→ KURZE AUFGABE 1
Kannst du den Auszug zum Tag der Wehrpflicht vollständig und ohne jede Änderung wiedergeben?

→ AUSGEWÄHLTER AUSZUG
%%

Alljährlich lädt die Plattform Wehrhaftes Österreich am 20. Jänner zum Tag der Wehrpflicht; dieses Jahr zum Thema „Umfassende Landesverteidigung“. Im mit über 350 Personen wieder voll besetzten Festsaal des Hauses der Industrie am Schwarzenbergplatz wurde an das Thema des letzten Tags der Wehrpflicht „Hybride Bedrohungen“ angeschlossen und in einen interministeriellen Kontext gesetzt. „Denn komplexe, hybride Bedrohungen brauchen auch komplexe – das heißt gesamtstaatliche – Antworten“, führte Brigadier Mag. Erich Cibulka, Vorsitzender der Plattform, in seiner Einleitung aus. Die „Umfassende Landesverteidigung“ ist eine gesamtstaatliche Aufgabe, deren Teilbereiche – die Militärische, Zivile, Wirtschaftliche und Geistige Landesverteidigung – in die Verantwortung mehrerer Ministerien fallen. In diesem Sinne versammelten sich am Podium hochrangige Vertreter aus mehreren Ministerien, sowie „Praktiker“ aus einer Bezirkshauptmannschaft und einer Rot-Kreuz-Bezirksstelle.

%%

→ KURZE AUFGABE 2
Wandle aus der Auflistung alles von der Zeile mit „Pop quiz! Spot the person in“ bis einschließlich der Zeile mit „[0,346,950,429]“ in eine zweispaltige CSV mit den Spalten „aufgabe“ und „wert“ um. Jede Zeile enthält einen Aufgabentext und die zugehörige Antwort, jeweils in einem Feld in Anführungszeichen, mit Leerzeichen statt Zeilenumbrüchen.

→ AUFLISTUNG ZUR ÜBUNG
%%

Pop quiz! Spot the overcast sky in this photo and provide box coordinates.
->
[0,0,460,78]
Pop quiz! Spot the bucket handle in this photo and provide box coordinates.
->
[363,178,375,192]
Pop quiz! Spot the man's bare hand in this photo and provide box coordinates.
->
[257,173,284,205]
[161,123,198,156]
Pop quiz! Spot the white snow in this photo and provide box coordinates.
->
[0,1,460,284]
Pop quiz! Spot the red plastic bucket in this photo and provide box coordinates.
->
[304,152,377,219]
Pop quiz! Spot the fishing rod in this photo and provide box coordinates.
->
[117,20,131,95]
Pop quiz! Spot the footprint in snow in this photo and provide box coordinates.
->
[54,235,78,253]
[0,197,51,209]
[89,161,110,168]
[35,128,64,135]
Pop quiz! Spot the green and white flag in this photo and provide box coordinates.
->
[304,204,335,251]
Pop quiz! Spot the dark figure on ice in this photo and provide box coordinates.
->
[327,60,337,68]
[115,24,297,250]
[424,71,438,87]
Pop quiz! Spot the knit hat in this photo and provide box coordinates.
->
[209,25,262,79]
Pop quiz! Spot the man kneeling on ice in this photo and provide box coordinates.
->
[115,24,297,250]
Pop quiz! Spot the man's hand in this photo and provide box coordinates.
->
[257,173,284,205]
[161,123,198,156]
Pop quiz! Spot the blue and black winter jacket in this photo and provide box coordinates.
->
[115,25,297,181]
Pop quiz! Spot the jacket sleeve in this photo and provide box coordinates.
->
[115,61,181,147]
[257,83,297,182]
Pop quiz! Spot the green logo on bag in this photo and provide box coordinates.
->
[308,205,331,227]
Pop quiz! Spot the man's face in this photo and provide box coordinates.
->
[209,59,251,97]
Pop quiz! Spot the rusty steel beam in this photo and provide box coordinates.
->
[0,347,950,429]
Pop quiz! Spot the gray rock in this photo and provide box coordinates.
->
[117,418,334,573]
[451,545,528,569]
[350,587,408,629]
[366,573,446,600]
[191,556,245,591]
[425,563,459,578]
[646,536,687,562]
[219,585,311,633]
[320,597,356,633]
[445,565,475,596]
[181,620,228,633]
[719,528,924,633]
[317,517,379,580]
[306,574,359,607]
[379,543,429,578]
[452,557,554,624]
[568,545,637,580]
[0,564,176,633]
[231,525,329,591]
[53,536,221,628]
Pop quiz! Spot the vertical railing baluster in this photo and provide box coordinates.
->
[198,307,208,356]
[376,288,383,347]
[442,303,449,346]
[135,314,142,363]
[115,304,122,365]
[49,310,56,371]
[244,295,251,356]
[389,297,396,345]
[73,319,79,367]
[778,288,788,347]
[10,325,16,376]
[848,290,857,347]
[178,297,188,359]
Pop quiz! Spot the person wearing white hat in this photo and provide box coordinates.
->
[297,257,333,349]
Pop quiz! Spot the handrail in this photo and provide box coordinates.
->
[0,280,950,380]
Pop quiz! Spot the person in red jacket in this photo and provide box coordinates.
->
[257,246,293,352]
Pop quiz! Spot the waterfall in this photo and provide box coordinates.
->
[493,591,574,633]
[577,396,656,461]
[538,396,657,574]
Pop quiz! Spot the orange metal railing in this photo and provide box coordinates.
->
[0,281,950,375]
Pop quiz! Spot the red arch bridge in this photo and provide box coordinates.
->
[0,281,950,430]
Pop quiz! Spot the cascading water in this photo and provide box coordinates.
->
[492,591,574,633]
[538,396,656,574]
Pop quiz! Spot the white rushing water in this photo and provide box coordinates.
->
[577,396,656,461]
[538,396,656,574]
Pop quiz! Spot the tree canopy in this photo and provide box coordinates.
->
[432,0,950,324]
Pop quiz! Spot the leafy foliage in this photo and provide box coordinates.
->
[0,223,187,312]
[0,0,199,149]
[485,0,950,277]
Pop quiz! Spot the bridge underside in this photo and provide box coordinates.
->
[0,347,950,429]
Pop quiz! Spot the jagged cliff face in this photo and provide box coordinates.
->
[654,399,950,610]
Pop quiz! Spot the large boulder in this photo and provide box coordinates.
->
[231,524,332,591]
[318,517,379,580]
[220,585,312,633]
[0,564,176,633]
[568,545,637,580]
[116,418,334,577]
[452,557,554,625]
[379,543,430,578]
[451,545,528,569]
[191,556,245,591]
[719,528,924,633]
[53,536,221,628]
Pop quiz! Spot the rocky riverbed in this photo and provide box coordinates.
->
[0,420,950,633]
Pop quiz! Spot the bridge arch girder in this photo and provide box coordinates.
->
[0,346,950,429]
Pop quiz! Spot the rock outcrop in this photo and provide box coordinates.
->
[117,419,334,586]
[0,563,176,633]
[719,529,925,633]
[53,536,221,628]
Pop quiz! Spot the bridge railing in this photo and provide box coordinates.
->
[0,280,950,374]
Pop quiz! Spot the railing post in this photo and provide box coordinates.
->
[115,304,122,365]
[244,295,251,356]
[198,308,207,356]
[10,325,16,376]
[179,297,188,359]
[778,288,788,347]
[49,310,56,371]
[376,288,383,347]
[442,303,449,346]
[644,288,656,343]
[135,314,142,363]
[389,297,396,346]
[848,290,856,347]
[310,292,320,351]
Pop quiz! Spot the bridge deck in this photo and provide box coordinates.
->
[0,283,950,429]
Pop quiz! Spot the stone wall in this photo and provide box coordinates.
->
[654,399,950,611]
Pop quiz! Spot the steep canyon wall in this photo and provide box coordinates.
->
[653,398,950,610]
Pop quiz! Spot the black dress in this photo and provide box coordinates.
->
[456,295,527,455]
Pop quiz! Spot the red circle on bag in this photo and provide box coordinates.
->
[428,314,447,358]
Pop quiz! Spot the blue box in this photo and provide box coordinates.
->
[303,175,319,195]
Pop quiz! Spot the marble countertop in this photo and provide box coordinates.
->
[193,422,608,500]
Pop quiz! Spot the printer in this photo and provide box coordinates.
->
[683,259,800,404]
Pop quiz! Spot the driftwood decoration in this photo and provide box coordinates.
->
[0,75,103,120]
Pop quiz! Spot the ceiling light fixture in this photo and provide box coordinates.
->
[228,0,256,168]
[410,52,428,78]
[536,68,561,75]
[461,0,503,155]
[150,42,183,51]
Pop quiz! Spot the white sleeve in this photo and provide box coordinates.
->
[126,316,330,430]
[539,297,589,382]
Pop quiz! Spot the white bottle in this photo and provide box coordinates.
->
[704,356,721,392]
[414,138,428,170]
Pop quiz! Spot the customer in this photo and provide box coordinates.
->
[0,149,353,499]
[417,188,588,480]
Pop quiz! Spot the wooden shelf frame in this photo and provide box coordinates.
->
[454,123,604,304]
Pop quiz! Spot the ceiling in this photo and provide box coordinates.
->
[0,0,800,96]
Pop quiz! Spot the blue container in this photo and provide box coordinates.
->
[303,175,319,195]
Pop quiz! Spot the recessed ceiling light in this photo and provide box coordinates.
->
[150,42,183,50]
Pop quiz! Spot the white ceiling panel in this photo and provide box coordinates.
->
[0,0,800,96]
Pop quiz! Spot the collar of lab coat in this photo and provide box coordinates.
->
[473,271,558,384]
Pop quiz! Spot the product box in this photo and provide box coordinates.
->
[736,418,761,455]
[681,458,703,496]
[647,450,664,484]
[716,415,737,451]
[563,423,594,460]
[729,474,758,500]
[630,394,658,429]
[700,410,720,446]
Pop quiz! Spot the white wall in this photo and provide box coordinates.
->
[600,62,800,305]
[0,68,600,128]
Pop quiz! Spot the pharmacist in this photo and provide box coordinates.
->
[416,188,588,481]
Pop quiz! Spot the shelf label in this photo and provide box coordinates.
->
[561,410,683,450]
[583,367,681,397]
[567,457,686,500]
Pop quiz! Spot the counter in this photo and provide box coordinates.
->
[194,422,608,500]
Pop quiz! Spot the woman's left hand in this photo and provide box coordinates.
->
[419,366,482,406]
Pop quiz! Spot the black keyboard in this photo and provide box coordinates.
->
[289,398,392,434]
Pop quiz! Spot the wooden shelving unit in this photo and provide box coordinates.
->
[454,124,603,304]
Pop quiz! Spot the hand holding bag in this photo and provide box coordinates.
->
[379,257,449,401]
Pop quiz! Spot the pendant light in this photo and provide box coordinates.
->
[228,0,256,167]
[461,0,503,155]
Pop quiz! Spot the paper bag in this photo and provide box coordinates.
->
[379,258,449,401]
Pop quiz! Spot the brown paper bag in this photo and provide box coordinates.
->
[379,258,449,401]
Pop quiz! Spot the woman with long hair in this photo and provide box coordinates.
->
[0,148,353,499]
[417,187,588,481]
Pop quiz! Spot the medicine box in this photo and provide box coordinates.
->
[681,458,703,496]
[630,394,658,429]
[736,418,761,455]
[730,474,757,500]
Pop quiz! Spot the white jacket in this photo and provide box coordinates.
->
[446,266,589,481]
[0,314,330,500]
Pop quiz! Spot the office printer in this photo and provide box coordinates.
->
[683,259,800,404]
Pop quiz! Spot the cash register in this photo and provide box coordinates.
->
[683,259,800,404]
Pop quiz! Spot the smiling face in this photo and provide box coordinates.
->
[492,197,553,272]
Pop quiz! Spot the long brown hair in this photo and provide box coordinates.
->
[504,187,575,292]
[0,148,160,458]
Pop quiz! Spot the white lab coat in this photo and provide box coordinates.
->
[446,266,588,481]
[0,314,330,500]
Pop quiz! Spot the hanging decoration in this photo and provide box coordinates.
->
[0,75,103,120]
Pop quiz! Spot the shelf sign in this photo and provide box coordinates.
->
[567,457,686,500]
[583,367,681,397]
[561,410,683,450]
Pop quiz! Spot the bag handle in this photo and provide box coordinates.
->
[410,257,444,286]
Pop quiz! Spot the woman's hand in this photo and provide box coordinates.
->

%%

→ VOLLSTÄNDIGE LÖSUNG 1
Alljährlich lädt die Plattform Wehrhaftes Österreich am 20. Jänner zum Tag der Wehrpflicht; dieses Jahr zum Thema „Umfassende Landesverteidigung“. Im mit über 350 Personen wieder voll besetzten Festsaal des Hauses der Industrie am Schwarzenbergplatz wurde an das Thema des letzten Tags der Wehrpflicht „Hybride Bedrohungen“ angeschlossen und in einen interministeriellen Kontext gesetzt. „Denn komplexe, hybride Bedrohungen brauchen auch komplexe – das heißt gesamtstaatliche – Antworten“, führte Brigadier Mag. Erich Cibulka, Vorsitzender der Plattform, in seiner Einleitung aus. Die „Umfassende Landesverteidigung“ ist eine gesamtstaatliche Aufgabe, deren Teilbereiche – die Militärische, Zivile, Wirtschaftliche und Geistige Landesverteidigung – in die Verantwortung mehrerer Ministerien fallen. In diesem Sinne versammelten sich am Podium hochrangige Vertreter aus mehreren Ministerien, sowie „Praktiker“ aus einer Bezirkshauptmannschaft und einer Rot-Kreuz-Bezirksstelle.

→ VOLLSTÄNDIGE LÖSUNG 2
aufgabe,wert
"Pop quiz! Spot the person in red jacket in this photo and provide box coordinates. ->","[257,246,293,352]"
"Pop quiz! Spot the waterfall in this photo and provide box coordinates. ->","[493,591,574,633] [577,396,656,461] [538,396,657,574]"
"Pop quiz! Spot the orange metal railing in this photo and provide box coordinates. ->","[0,281,950,375]"
"Pop quiz! Spot the red arch bridge in this photo and provide box coordinates. ->","[0,281,950,430]"
"Pop quiz! Spot the cascading water in this photo and provide box coordinates. ->","[492,591,574,633] [538,396,656,574]"
"Pop quiz! Spot the white rushing water in this photo and provide box coordinates. ->","[577,396,656,461] [538,396,656,574]"
"Pop quiz! Spot the tree canopy in this photo and provide box coordinates. ->","[432,0,950,324]"
"Pop quiz! Spot the leafy foliage in this photo and provide box coordinates. ->","[0,223,187,312] [0,0,199,149] [485,0,950,277]"
"Pop quiz! Spot the bridge underside in this photo and provide box coordinates. ->","[0,347,950,429]"
"Pop quiz! Spot the jagged cliff face in this photo and provide box coordinates. ->","[654,399,950,610]"
"Pop quiz! Spot the large boulder in this photo and provide box coordinates. ->","[231,524,332,591] [318,517,379,580] [220,585,312,633] [0,564,176,633] [568,545,637,580] [116,418,334,577] [452,557,554,625] [379,543,430,578] [451,545,528,569] [191,556,245,591] [719,528,924,633] [53,536,221,628]"
"Pop quiz! Spot the rocky riverbed in this photo and provide box coordinates. ->","[0,420,950,633]"
"Pop quiz! Spot the bridge arch girder in this photo and provide box coordinates. ->","[0,346,950,429]"